• [PASSAGE SHOWN]
⁂
Summary of research questions, associated predictions, and whether they were supported in the present study. a .
The study was originally additionally intended to examine the effect of the presence or absence of an audience on children’s 3PP severity. Because the manipulation check indicated that the audience manipulation was unsuccessful, we decided to omit discussion of this research question in the main manuscript (see Supplementary Information – sections S1 and S4 for a full description of this variable as used in this study).
Integration between outcomes and intentions in punishment
People’s punishment decisions following a moral transgression are affected by the cognitive integration between different types of information: the outcome of the transgressor’s action and the transgressor’s intention behind such action. Importantly, adults tend to attribute more weight to intentions over outcomes, across different operationalisations of punishment and study methodologies (e.g., Barrett et al., 2016; Cushman, 2008; Gummerum & Chu, 2014; Hechler & Kessler, 2022).
⁂
• [DATASET EXCERPTS]
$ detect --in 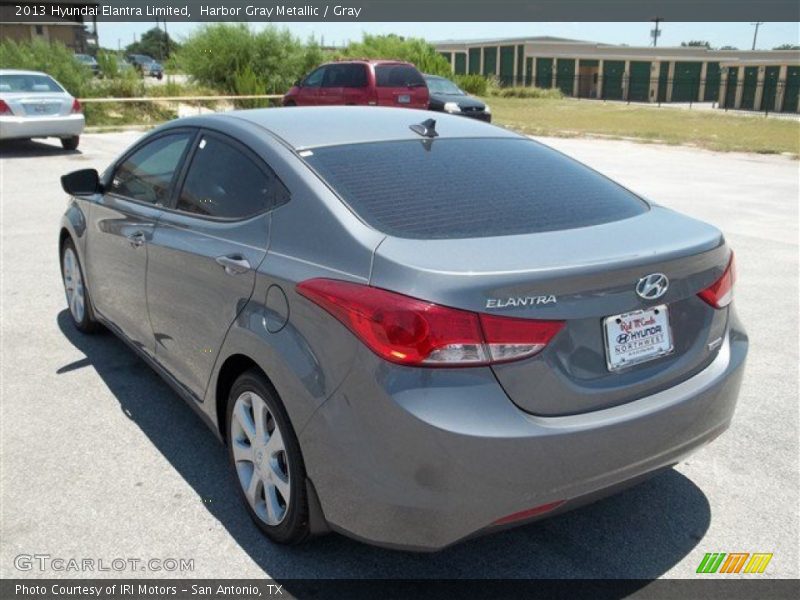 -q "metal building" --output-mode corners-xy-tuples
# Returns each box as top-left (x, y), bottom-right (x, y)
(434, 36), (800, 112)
⁂
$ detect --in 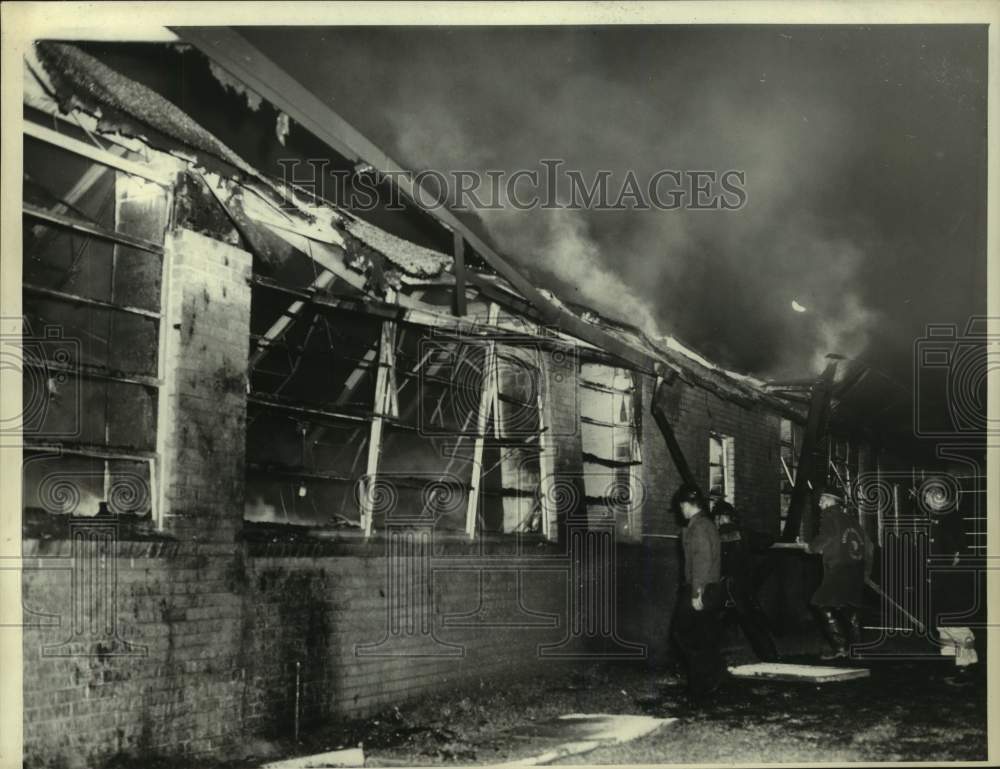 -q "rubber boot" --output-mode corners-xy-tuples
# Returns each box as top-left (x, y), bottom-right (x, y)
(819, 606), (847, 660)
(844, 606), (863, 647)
⁂
• [TASK SET]
**1)** Answer these questions from the punishment passage:
(a) What did the manipulation check indicate about the audience manipulation?
(b) Which two types of information does the cognitive integration in punishment decisions involve?
(c) Do adults tend to give more weight to intentions or to outcomes?
**2)** Repeat the section of the punishment passage that begins with the words "Summary of research" and ends after "in this study).".
**3)** Render this sentence from the punishment passage in Spanish: "People’s punishment decisions following a moral transgression are affected by the cognitive integration between different types of information: the outcome of the transgressor’s action and the transgressor’s intention behind such action."

• [WORKED ANSWERS]
**1)**
(a) It indicated that the audience manipulation was unsuccessful.
(b) The outcome of the transgressor's action and the transgressor's intention behind that action.
(c) Intentions.

**2)**
Summary of research questions, associated predictions, and whether they were supported in the present study. a .
The study was originally additionally intended to examine the effect of the presence or absence of an audience on children’s 3PP severity. Because the manipulation check indicated that the audience manipulation was unsuccessful, we decided to omit discussion of this research question in the main manuscript (see Supplementary Information – sections S1 and S4 for a full description of this variable as used in this study).

**3)** Las decisiones de castigo de las personas tras una transgresión moral se ven afectadas por la integración cognitiva entre distintos tipos de información: el resultado de la acción del transgresor y la intención del transgresor detrás de dicha acción.